TASK: Go through the data line by line. Copy each one holding the string "below".

Stored records:
▼

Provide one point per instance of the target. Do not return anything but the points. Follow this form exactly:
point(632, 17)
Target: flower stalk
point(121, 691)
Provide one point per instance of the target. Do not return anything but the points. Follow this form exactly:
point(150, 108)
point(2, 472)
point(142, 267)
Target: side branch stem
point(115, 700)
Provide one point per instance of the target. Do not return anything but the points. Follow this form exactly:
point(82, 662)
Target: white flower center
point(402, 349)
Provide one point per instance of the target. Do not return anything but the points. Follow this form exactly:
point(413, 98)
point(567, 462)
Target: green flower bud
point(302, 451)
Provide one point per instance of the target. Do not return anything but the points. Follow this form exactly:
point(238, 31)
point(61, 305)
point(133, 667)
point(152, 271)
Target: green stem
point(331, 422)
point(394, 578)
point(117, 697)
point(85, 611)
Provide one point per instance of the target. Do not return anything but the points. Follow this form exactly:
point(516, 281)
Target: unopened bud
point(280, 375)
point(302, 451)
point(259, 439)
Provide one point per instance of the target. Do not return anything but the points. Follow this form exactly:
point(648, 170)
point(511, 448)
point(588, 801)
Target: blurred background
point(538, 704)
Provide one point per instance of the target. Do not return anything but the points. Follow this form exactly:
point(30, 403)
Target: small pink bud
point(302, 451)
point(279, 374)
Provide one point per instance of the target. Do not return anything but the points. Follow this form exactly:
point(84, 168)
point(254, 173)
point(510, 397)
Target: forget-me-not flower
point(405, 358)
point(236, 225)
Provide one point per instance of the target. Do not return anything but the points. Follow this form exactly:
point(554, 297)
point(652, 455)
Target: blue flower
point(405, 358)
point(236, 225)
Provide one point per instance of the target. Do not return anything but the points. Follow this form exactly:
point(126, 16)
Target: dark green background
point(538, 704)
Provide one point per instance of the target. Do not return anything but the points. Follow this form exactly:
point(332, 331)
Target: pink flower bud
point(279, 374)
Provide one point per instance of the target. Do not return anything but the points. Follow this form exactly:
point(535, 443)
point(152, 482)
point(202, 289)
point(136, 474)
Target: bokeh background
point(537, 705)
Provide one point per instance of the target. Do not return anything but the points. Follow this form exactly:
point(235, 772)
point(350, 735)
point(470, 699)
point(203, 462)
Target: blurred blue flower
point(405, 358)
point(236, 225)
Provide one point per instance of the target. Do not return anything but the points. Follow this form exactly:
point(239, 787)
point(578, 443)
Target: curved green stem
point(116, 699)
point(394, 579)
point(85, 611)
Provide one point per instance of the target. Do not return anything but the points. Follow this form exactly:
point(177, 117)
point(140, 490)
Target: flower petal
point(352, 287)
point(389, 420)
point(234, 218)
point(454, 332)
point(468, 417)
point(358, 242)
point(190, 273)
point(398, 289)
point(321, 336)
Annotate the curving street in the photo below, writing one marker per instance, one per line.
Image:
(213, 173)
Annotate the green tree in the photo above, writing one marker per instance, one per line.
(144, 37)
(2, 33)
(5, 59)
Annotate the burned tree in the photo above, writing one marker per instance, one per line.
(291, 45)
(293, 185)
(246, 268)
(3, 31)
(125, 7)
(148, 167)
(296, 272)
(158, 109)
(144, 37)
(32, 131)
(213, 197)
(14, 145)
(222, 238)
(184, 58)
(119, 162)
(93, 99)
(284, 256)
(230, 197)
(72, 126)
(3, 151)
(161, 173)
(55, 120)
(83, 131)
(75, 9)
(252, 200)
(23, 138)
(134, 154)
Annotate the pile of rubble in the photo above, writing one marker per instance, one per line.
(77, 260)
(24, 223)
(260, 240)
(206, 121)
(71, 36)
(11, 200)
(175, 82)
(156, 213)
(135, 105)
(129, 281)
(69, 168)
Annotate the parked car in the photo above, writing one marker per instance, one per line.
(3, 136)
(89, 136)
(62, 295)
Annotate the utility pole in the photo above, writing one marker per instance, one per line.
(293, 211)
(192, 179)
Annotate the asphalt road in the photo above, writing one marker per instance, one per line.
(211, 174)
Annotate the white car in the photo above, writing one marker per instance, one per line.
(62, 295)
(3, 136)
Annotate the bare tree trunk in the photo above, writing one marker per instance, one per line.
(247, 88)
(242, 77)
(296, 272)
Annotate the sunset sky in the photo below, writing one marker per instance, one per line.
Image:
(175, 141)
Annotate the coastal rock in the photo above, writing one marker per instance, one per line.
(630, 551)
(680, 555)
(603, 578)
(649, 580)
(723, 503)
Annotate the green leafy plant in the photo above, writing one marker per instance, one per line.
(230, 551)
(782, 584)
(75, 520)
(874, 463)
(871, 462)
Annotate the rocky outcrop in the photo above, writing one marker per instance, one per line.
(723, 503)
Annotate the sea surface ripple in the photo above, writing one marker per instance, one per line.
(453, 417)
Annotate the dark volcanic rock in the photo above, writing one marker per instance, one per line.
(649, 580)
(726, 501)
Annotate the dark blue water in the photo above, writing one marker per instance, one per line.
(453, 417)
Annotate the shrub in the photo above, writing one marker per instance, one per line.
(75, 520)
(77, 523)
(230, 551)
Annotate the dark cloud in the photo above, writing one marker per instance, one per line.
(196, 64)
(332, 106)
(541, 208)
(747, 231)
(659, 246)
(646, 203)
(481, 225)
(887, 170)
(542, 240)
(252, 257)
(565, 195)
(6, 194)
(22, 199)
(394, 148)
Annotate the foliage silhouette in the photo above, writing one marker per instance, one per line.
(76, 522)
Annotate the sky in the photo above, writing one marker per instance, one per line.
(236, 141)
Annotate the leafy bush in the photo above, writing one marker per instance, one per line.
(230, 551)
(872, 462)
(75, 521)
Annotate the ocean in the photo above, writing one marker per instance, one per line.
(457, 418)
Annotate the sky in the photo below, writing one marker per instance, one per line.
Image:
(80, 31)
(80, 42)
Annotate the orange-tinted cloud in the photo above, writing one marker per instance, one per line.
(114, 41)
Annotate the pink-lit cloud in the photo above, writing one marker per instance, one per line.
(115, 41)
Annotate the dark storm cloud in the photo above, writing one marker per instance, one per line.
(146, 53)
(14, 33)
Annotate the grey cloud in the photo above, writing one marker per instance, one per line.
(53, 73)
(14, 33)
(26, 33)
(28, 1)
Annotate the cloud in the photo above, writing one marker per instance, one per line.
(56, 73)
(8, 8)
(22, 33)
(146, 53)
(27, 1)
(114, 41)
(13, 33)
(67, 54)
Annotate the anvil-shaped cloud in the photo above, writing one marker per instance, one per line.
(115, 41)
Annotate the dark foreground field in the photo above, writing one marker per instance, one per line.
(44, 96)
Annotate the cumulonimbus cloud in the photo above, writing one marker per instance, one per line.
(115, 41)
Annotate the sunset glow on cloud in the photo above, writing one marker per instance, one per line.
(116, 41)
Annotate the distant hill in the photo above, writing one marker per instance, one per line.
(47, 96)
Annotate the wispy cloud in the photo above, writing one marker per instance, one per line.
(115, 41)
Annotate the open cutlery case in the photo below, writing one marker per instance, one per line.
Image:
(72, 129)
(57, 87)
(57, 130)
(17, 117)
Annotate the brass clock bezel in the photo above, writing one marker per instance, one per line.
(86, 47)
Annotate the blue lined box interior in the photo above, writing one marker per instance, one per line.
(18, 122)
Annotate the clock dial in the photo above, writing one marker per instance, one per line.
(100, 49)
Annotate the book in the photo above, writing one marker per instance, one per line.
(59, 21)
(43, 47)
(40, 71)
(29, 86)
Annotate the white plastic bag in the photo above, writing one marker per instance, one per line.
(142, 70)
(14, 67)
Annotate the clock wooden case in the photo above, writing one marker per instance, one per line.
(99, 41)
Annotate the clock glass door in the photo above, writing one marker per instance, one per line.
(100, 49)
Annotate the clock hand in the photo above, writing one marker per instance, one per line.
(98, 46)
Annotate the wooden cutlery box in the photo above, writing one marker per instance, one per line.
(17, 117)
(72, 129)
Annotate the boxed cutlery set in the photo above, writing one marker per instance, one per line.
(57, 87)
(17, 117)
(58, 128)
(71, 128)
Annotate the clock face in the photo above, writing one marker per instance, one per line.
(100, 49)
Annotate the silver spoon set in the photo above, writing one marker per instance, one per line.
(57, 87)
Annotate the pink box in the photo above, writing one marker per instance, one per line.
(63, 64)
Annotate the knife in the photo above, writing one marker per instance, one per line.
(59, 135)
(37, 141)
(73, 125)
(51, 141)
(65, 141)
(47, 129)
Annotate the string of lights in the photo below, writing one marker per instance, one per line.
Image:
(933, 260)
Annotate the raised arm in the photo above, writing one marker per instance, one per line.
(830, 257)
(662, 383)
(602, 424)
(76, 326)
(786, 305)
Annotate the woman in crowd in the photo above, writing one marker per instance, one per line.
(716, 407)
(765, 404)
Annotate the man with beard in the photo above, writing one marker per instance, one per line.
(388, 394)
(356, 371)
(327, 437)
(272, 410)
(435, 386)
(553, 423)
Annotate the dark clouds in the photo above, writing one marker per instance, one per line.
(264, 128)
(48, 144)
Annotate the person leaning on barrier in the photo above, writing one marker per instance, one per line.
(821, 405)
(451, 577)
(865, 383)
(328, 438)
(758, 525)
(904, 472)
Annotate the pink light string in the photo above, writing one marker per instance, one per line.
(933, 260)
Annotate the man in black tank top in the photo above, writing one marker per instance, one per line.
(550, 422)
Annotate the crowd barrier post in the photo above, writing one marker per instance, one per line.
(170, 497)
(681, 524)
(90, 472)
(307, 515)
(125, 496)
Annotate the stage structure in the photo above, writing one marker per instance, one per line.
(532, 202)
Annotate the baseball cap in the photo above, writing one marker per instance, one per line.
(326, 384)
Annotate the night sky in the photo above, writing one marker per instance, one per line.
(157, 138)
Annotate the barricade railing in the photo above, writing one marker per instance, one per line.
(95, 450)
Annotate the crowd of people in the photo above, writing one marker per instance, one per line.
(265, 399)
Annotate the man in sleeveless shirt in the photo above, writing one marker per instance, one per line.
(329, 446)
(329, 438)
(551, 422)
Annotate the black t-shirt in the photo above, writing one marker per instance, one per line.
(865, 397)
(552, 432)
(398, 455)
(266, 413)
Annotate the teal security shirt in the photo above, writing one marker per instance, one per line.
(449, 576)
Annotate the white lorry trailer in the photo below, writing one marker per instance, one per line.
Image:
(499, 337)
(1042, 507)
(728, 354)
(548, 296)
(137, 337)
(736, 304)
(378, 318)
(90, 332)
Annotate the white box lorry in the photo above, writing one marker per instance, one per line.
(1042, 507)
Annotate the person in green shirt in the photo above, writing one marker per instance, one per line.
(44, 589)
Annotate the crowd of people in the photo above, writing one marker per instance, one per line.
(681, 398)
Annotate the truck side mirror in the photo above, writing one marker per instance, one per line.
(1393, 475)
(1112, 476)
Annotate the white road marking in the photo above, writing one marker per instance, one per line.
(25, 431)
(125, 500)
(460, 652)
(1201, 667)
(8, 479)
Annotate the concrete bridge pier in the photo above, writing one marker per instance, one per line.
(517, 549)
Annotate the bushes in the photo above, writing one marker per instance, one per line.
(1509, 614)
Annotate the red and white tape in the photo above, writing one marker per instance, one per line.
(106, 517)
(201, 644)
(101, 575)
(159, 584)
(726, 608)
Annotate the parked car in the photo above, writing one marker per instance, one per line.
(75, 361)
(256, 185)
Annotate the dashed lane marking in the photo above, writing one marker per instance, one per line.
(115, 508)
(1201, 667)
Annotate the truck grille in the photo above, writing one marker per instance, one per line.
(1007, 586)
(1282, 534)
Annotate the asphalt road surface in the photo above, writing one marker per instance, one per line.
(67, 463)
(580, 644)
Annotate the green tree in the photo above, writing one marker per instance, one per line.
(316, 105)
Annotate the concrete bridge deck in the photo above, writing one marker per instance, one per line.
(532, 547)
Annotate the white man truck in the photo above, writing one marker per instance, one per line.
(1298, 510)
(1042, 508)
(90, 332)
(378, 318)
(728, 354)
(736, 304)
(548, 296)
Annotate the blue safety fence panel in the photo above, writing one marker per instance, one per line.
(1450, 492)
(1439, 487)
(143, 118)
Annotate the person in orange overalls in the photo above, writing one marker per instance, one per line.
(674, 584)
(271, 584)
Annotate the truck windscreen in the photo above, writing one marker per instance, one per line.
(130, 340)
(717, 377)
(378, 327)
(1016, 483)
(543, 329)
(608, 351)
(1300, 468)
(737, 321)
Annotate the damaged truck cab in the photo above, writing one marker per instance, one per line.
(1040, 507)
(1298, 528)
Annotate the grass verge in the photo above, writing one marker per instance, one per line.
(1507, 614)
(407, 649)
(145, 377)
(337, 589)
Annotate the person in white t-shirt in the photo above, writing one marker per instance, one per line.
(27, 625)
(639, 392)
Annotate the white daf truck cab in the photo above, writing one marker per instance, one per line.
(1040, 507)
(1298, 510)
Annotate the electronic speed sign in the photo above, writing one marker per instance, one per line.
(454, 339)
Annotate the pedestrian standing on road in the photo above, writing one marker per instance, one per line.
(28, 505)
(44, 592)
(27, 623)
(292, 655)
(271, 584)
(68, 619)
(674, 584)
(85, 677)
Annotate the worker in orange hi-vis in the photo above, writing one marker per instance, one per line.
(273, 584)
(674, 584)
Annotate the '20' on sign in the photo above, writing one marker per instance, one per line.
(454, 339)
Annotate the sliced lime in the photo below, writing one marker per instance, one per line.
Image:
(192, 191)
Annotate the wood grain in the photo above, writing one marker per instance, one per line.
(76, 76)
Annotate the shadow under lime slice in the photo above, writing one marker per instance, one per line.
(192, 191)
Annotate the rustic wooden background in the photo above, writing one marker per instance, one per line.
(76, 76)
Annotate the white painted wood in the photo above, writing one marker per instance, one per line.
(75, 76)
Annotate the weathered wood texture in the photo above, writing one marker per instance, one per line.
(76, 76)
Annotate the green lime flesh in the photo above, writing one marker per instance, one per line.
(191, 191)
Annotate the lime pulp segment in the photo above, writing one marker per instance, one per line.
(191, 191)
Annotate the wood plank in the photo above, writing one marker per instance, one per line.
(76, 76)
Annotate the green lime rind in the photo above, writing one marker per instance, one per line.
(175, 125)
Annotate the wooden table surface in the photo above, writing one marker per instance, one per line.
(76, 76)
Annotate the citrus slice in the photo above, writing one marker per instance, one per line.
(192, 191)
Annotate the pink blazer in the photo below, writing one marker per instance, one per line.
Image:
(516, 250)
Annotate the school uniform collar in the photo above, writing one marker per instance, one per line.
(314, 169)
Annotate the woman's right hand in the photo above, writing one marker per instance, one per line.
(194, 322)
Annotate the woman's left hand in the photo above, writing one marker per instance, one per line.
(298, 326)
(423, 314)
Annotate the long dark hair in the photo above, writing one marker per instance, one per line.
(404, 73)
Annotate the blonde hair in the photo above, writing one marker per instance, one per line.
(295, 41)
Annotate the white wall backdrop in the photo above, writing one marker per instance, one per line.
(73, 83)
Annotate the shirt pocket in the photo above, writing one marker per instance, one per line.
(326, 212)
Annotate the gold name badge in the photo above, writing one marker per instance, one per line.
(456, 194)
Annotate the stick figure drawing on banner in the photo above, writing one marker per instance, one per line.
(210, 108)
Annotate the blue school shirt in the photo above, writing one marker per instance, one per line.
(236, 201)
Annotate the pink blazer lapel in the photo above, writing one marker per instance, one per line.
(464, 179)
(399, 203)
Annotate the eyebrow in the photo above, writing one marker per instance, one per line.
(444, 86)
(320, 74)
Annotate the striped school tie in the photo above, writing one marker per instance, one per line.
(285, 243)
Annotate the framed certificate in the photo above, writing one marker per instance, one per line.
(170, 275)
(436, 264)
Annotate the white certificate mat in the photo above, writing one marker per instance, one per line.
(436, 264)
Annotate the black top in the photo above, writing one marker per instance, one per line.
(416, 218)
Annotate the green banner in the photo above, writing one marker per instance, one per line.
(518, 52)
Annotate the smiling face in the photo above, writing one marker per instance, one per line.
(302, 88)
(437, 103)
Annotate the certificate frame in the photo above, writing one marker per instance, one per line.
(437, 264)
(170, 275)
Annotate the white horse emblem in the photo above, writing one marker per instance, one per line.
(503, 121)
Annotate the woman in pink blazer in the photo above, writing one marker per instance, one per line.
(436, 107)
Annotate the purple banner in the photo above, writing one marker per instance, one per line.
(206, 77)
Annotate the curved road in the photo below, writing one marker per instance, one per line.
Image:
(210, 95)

▲

TASK RESULT:
Annotate the curving street in the photo below, writing one marker per instance, one per line.
Annotate the sunset sky in the photo below, writing one marker per instance, one per line.
Annotate the sky in the photo below, writing one marker per instance, one per line.
Annotate the open cutlery case in the photo below, writing one marker per instance, one per line.
Annotate the string of lights in the photo below, writing one marker per instance, one per line.
Annotate the white lorry trailer in the photo below, writing one marker per instance, one per line.
Annotate the sliced lime in the photo below, writing one marker per instance, one per line.
Annotate the pink blazer in the photo below, writing one marker per instance, one per line.
Annotate the curved road in the photo below, writing one marker per instance, one per line.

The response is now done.